Can you collect every line in the items below that contains the word "hazy" and copy each of those lines out in full?

(Records from a data source)
::::

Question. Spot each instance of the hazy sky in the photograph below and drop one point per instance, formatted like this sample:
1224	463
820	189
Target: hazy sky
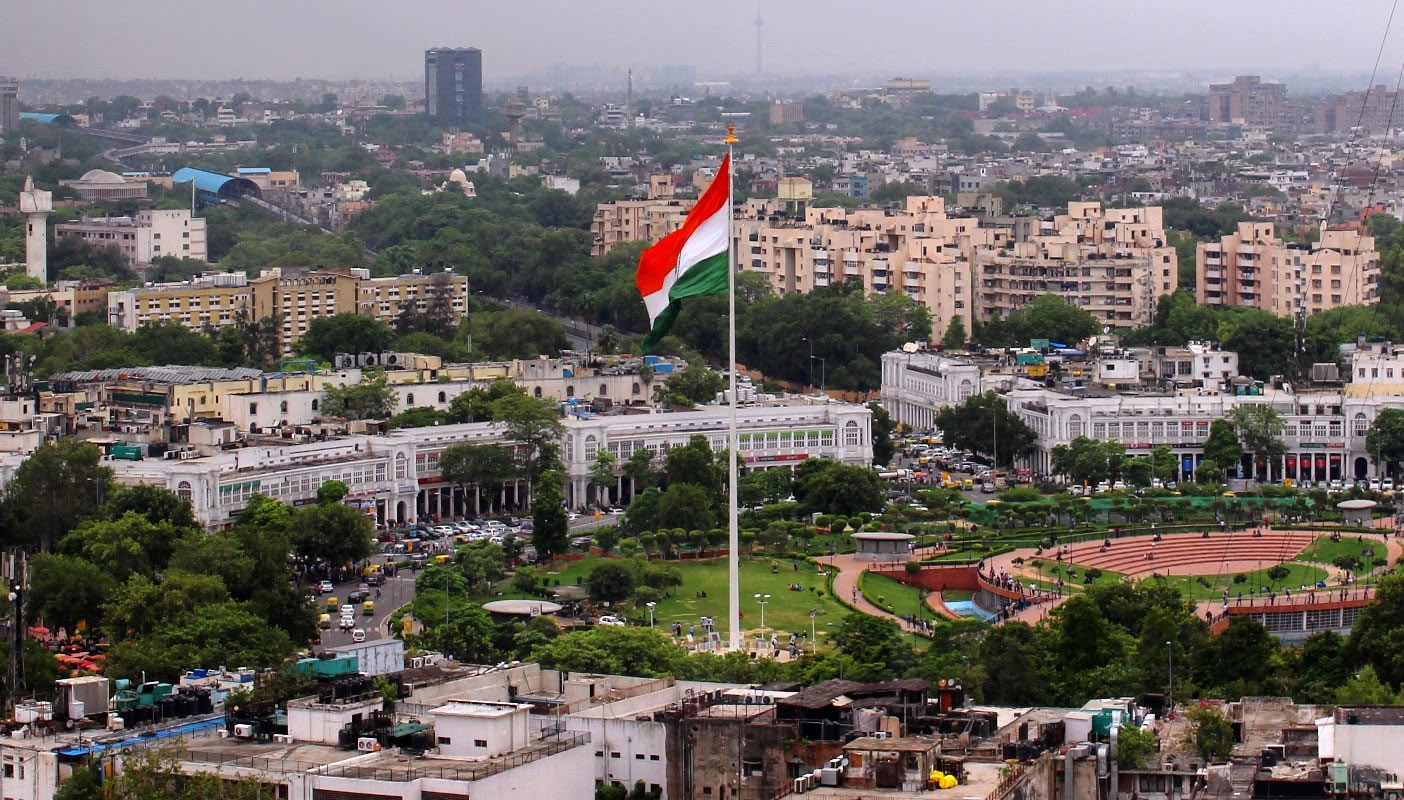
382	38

::::

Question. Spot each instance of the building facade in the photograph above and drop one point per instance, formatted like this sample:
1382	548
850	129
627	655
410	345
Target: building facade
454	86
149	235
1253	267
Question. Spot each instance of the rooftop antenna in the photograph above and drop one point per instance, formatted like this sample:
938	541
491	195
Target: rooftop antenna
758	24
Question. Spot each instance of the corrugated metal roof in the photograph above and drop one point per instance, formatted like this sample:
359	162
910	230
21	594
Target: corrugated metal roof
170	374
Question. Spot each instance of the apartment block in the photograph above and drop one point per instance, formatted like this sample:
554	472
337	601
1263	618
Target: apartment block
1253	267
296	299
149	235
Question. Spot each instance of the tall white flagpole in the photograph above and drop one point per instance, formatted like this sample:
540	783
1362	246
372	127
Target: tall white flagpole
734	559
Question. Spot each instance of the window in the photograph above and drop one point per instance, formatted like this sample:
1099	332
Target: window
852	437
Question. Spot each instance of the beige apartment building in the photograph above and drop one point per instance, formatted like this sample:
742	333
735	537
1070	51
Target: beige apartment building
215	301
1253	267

::::

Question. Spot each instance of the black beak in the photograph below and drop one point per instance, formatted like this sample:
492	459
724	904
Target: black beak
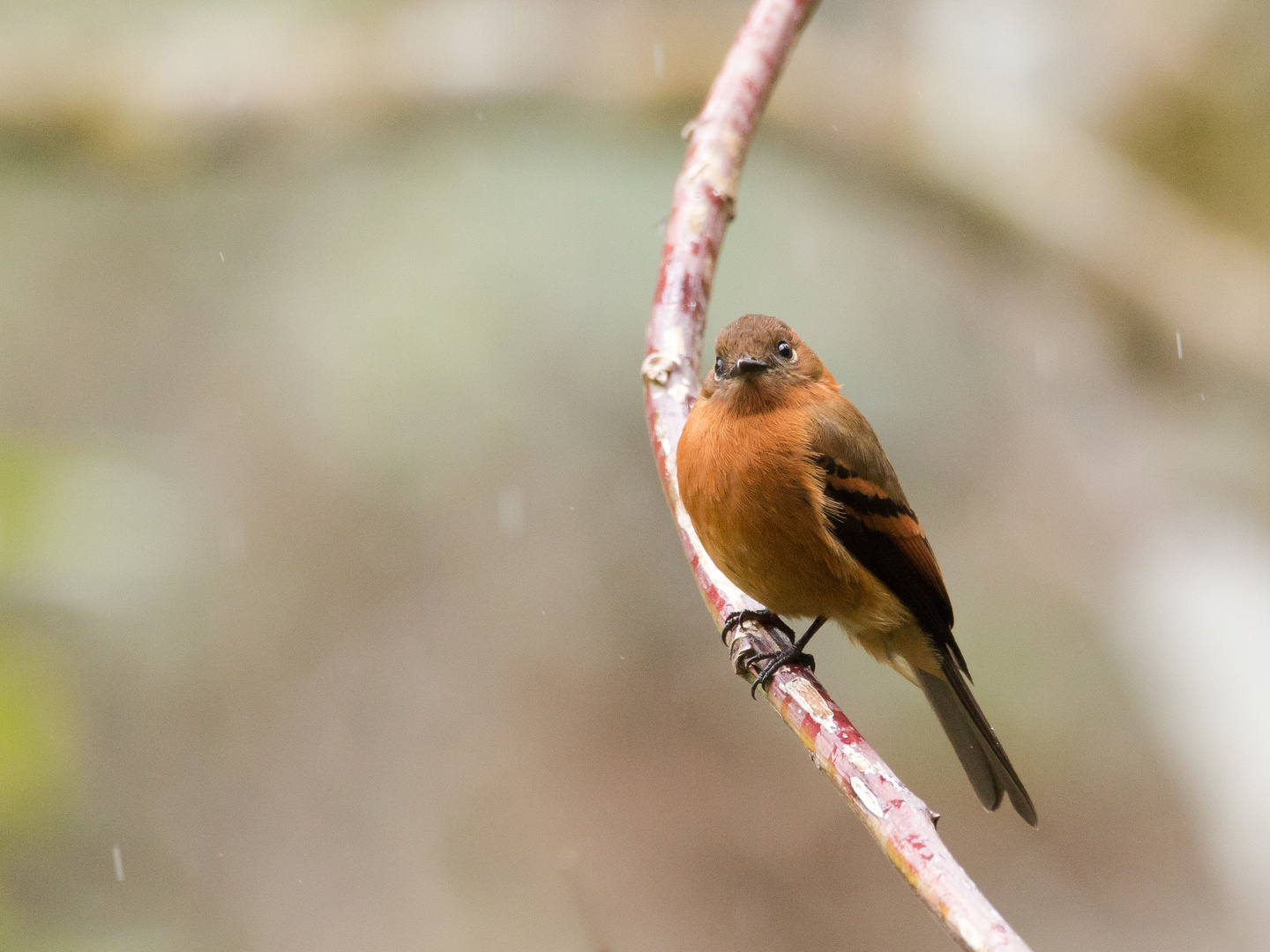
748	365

::::

▶ [In response]:
Question. Spot each instance of the hazy sky in the photograph below and drop one point per instance, formatted like this sample:
Target: hazy sky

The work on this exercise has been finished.